--- Exercise details ---
Please reproduce every line of the material below word for word, keeping the same order.

—————

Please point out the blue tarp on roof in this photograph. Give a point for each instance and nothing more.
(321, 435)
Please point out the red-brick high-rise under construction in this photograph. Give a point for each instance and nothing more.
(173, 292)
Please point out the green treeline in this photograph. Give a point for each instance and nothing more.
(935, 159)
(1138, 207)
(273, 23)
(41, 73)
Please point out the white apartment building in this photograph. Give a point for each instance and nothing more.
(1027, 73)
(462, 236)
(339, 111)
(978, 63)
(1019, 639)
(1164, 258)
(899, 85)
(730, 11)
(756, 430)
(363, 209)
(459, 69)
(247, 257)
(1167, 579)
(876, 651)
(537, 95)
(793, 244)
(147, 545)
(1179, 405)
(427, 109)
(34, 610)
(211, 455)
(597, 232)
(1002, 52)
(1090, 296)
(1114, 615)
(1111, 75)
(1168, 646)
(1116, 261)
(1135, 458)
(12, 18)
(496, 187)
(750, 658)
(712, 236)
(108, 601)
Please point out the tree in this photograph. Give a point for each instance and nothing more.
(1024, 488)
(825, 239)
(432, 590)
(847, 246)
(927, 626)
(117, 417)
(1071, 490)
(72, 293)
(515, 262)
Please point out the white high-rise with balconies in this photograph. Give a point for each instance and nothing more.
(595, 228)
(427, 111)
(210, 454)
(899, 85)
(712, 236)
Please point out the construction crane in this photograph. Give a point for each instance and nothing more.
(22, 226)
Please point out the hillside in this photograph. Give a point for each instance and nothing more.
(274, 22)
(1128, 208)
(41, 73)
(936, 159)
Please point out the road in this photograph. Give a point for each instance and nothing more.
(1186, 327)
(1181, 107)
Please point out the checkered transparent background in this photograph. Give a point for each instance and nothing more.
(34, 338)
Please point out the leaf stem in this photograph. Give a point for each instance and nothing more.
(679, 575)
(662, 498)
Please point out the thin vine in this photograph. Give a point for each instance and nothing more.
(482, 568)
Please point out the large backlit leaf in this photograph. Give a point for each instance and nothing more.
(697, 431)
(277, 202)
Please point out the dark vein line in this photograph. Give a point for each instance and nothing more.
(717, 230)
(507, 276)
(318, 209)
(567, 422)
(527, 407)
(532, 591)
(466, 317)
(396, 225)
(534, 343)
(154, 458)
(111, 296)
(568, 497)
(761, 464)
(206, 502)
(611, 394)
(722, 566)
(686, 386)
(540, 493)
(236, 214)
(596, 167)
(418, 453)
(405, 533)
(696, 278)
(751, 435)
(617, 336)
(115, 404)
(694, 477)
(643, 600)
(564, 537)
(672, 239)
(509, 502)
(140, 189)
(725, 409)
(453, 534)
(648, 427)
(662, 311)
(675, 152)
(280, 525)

—————

--- Correct result ---
Please point out the blue tarp on roof in this photograph. Give a point for each instance and nothing more.
(321, 435)
Please point out the red-brick high-rise under construction in this photograph. Give a point for each instance and nothing more.
(173, 292)
Please point out the green treeline in this photograph. Give a point for each instance and nothing more.
(935, 159)
(1138, 207)
(273, 23)
(41, 73)
Please point out the white apartment building in this photograph. Give a point for each instance and nothing more.
(1027, 73)
(462, 236)
(339, 111)
(978, 63)
(1019, 639)
(1164, 258)
(899, 85)
(730, 11)
(756, 430)
(363, 209)
(459, 69)
(247, 257)
(1167, 579)
(876, 651)
(537, 95)
(793, 244)
(147, 545)
(1179, 405)
(427, 109)
(34, 610)
(211, 455)
(597, 232)
(1002, 52)
(1090, 296)
(1114, 615)
(1111, 75)
(1168, 646)
(1116, 261)
(1135, 458)
(12, 18)
(496, 187)
(750, 658)
(712, 236)
(108, 601)
Please point out the tree in this photograph. Give a point for each instance and nothing more.
(1024, 488)
(825, 239)
(432, 590)
(847, 246)
(927, 626)
(117, 417)
(1071, 490)
(72, 293)
(515, 262)
Please point out the white high-rise with balconies in this photograph. Give a point for each instance and nothing more.
(595, 228)
(427, 111)
(210, 454)
(899, 85)
(712, 236)
Please point out the construction crane in this photograph. Give a point for each instance and nothing more.
(22, 226)
Please point out the hillside in this photograph. Give a point for each instance and nothing more.
(274, 22)
(1128, 208)
(41, 73)
(936, 159)
Please point out the road in this photograph. Give a point for each instance and nothing more.
(1186, 327)
(1181, 107)
Please point out the checkered transparent background in this photograph. Give a point for each instance and nothing more.
(34, 338)
Please point out the leaf stem in this photograph. Give a point for each instance and nothing more.
(679, 575)
(662, 498)
Please point out the thin vine in this photograph. Give a point for each instance and nothing more.
(482, 568)
Please point out the large backlit leaf in this photograph. Give a point for each instance and nothing more.
(697, 431)
(277, 202)
Please point out the dark vein line in this photograph. Give a point for each instance and nothing more.
(717, 230)
(507, 276)
(318, 209)
(567, 422)
(527, 407)
(532, 591)
(466, 317)
(396, 225)
(534, 343)
(154, 458)
(111, 296)
(568, 497)
(761, 464)
(206, 502)
(611, 394)
(722, 566)
(686, 386)
(540, 493)
(236, 214)
(596, 167)
(418, 453)
(405, 533)
(696, 278)
(751, 435)
(617, 336)
(115, 404)
(694, 477)
(643, 600)
(564, 537)
(672, 239)
(509, 502)
(140, 189)
(725, 409)
(453, 534)
(648, 427)
(662, 311)
(675, 152)
(280, 525)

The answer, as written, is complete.